→ **Prompt**
Please reproduce the data in its entirety, word for word.

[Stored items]
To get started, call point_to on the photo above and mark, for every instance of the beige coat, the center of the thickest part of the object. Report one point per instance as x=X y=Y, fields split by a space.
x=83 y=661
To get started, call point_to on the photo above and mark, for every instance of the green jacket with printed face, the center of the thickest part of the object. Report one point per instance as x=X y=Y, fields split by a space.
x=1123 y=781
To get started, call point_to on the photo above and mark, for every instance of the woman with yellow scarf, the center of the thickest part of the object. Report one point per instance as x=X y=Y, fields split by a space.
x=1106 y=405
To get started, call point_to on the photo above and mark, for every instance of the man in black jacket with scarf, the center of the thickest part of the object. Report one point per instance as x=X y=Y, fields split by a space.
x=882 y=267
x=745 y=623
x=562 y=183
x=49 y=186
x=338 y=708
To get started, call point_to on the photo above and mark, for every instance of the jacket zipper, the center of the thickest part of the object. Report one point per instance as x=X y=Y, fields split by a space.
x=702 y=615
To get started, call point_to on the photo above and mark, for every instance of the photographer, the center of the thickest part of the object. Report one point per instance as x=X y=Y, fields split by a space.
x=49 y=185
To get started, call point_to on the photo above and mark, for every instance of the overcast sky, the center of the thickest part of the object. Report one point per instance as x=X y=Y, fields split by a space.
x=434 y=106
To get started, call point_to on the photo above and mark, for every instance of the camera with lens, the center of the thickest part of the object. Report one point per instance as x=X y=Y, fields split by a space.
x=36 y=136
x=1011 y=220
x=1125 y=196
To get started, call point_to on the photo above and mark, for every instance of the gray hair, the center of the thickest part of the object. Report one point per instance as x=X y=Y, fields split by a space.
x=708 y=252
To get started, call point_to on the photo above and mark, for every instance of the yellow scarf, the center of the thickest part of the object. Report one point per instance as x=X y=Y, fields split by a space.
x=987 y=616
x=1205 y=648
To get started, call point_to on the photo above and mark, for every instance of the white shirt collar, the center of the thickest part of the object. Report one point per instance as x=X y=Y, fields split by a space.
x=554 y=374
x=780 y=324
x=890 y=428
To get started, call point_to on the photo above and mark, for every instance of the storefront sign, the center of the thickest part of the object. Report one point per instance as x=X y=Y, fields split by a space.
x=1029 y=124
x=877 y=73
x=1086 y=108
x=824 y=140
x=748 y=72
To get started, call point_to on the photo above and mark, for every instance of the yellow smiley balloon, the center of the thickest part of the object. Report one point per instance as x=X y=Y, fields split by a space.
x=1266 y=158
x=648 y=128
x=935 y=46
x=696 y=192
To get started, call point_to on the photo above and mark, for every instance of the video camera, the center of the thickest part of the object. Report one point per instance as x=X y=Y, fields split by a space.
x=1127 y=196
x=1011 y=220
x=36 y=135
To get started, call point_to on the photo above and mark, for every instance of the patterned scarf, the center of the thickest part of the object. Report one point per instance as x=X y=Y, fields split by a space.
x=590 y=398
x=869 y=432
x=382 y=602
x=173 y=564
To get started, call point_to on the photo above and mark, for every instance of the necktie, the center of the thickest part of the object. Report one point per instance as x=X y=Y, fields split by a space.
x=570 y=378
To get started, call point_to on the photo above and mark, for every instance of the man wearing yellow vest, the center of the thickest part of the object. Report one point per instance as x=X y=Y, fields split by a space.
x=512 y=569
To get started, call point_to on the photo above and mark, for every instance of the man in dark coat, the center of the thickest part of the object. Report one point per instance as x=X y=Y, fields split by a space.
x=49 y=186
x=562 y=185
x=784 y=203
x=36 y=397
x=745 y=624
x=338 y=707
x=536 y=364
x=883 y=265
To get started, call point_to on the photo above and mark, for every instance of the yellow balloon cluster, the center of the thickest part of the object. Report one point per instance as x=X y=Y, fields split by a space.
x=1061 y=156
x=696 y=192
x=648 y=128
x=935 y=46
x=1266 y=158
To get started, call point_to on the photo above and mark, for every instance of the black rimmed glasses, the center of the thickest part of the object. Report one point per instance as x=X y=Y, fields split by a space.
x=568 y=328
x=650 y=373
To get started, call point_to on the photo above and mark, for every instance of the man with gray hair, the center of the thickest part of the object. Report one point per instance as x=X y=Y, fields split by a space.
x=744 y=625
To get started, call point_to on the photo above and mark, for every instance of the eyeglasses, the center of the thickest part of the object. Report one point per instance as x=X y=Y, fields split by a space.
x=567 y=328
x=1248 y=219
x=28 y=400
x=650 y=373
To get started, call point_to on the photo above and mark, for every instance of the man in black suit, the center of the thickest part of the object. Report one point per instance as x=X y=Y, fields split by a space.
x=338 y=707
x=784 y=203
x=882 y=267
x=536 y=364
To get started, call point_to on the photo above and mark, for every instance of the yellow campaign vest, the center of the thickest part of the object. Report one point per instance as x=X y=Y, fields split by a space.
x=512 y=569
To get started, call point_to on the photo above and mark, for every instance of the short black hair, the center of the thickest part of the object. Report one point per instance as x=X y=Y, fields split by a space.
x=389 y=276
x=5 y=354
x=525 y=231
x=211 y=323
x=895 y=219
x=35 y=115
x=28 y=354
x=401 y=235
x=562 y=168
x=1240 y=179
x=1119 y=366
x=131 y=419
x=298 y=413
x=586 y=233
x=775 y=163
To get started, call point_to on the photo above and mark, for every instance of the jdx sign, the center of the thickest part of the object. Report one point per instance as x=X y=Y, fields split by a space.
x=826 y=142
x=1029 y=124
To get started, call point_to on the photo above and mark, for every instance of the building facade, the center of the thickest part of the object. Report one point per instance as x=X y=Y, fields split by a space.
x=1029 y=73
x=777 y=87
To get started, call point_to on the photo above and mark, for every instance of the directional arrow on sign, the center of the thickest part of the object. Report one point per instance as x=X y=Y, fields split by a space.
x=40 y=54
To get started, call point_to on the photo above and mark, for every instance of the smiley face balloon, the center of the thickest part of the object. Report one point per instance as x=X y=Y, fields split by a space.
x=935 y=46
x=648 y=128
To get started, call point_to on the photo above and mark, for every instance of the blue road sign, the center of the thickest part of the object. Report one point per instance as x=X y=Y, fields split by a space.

→ **Task output**
To get started, call point_to on the photo above and mark, for every instance of the beige coat, the center of the thickest part of the object. Report one point per instance as x=X y=Y, fields split by a space.
x=83 y=661
To get started, call point_to on the photo above and mark, for every instance of the green jacket with printed face, the center of the thickest part of the object. Report one point per instance as x=X y=Y, fields split by a space.
x=1123 y=781
To get started, call point_to on the photo above and mark, for every instance of the woman with yellow scarf, the center of the thickest part of the object. Report one point per instance as x=X y=Y, fields split by a space.
x=1106 y=405
To get started, call point_to on the photo above and mark, for every instance of the man in black jacket with scarf, the center of the thickest part of the object. Report one point per instance as x=X y=Y, fields split by a space.
x=882 y=267
x=745 y=623
x=562 y=183
x=49 y=186
x=338 y=708
To get started, call point_to on the photo above and mark, for every instance of the jacket zipper, the center of the thickest part of the object. Report one point per instance as x=X y=Y, fields split by a space.
x=702 y=615
To get started, call point_to on the photo above and mark, for every instance of the photographer, the center of the thickest part of the object. Report one point per instance as x=X y=Y, fields split by a space.
x=49 y=185
To get started, call point_to on the photo above and mark, for every instance of the overcast sky, the center of the thickest part of the object. Report one point per instance as x=X y=Y, fields split by a space.
x=434 y=106
To get started, call point_to on the photo above and mark, for every instance of the camera with lens, the center of the thickest part of the object. Report one point per instance as x=X y=Y, fields split by a space.
x=36 y=136
x=1011 y=220
x=1125 y=196
To get started, call point_to on the photo above and mark, for every instance of the gray hair, the center of the thickest part of the object. Report one point per instance as x=X y=Y, fields split by a space.
x=708 y=252
To get started, call point_to on the photo above and mark, for every instance of the yellow scarf, the center of the thickest part of the object. Report one point per instance as x=X y=Y, fields split by a space.
x=987 y=616
x=1205 y=648
To get started, call point_to on the photo above and mark, for every instance of the white shirt collar, the center of the thickest part of the object. Report one point per instance as x=X y=Y, fields split by a space.
x=554 y=374
x=780 y=324
x=890 y=428
To get started, call point_to on the photo above and mark, for every instance of the storefront sign, the center of the thickest part of the object. Report one point per instance as x=X y=Y, fields split by a space.
x=1029 y=124
x=877 y=73
x=1086 y=108
x=824 y=140
x=748 y=72
To get started, call point_to on the photo above and mark, for every instance of the yellow smiley balloon, the center of the thickest part of the object. Report one point per instance as x=X y=Y, fields split by a space.
x=1266 y=158
x=648 y=128
x=935 y=46
x=696 y=192
To get started, call point_to on the photo above and mark, for every instance of the video camera, the center of the thickest part of the object. Report one point per instance as x=X y=Y, fields split by a space.
x=1127 y=196
x=1011 y=220
x=36 y=135
To get started, call point_to on the photo above and mark, for every instance of the patterned scarf, the center of the thickest part of the object. Report one point per instance as x=X y=Y, fields split by a space.
x=590 y=398
x=869 y=432
x=382 y=602
x=173 y=564
To get started, call point_to on the photo above and mark, for every instance of the necktie, the center of the thickest part of the object. Report one point per instance as x=X y=Y, fields split by a space.
x=570 y=378
To get started, call point_to on the photo above and mark, for every instance of the man wearing yellow vest, the center of the thickest part of the object. Report one point per instance as x=X y=Y, fields split by a space.
x=512 y=569
To get started, call point_to on the photo above and mark, for every instance of the man in dark coat, the center of the thickest part of the object. Report one point per instance as x=X y=Y, fields split by a space.
x=49 y=186
x=562 y=185
x=784 y=203
x=36 y=397
x=745 y=624
x=338 y=707
x=536 y=364
x=883 y=265
To get started, call point_to on the photo above and mark, for every instance of the yellow balloon cluster, the center of the thickest part of the object. Report one point per instance as x=X y=Y, fields split by a space.
x=1061 y=156
x=696 y=192
x=648 y=128
x=935 y=46
x=1266 y=158
To get started, call point_to on the photo above and mark, for every instance of the black rimmed glasses, the center of the thickest part of the object. Report one point per instance as x=X y=Y, fields split by a space.
x=568 y=328
x=650 y=373
To get started, call point_to on the photo above and mark, for every instance of the man with gray hair, the center of the thickest part of the object. Report one point per instance as x=X y=Y, fields split by a space.
x=744 y=625
To get started, call point_to on the photo above and mark, for every instance of the eyeglasses, the center of the thickest part of the object. Report one point per instance as x=X y=Y, fields split by a space.
x=567 y=328
x=1248 y=219
x=28 y=400
x=650 y=373
To get started, call point_to on the photo above and mark, for every instance of the man in black suit, the center of the thickest part of the object. Report one point per instance as x=X y=Y, fields split by a space.
x=338 y=707
x=784 y=203
x=882 y=267
x=536 y=364
To get started, call point_to on the photo above and mark, for every instance of the yellow campaign vest, the center of the thickest part of the object. Report one point per instance as x=X y=Y, fields split by a space.
x=512 y=569
To get started, call point_to on the photo above and mark, for every instance of the short black hair, the center of the thickest part of the object. Report one point per instance as x=X y=Y, fields split by a space.
x=389 y=276
x=5 y=354
x=525 y=231
x=211 y=323
x=895 y=219
x=35 y=115
x=28 y=354
x=401 y=235
x=562 y=168
x=1240 y=179
x=1119 y=366
x=131 y=419
x=298 y=413
x=586 y=233
x=775 y=163
To get started, call point_to on the photo above and mark, for every instance of the jdx sign, the center of the thickest part of the object. Report one point per instance as x=X y=Y, fields split by a space.
x=826 y=142
x=1029 y=124
To get started, call point_to on the photo above and mark, for every instance of the building facade, the center of the thickest part of the object. Report one point per instance as x=X y=Y, fields split by a space.
x=1029 y=73
x=777 y=87
To get started, call point_to on the photo above and mark, for every instance of the directional arrow on sign, the center of the thickest part of the object. Report one point per instance as x=X y=Y, fields split by a space.
x=40 y=54
To get started, call point_to on the photo above and mark, for every instance of the smiley face balloon, the center of the thickest part of the object. Report one point per instance as x=X y=Y, fields split by a space.
x=935 y=46
x=648 y=128
To get started, call point_to on the photo above and mark, for every instance of the blue road sign, the center of the thickest part of the object. Report one point per instance as x=X y=Y, fields split by a space.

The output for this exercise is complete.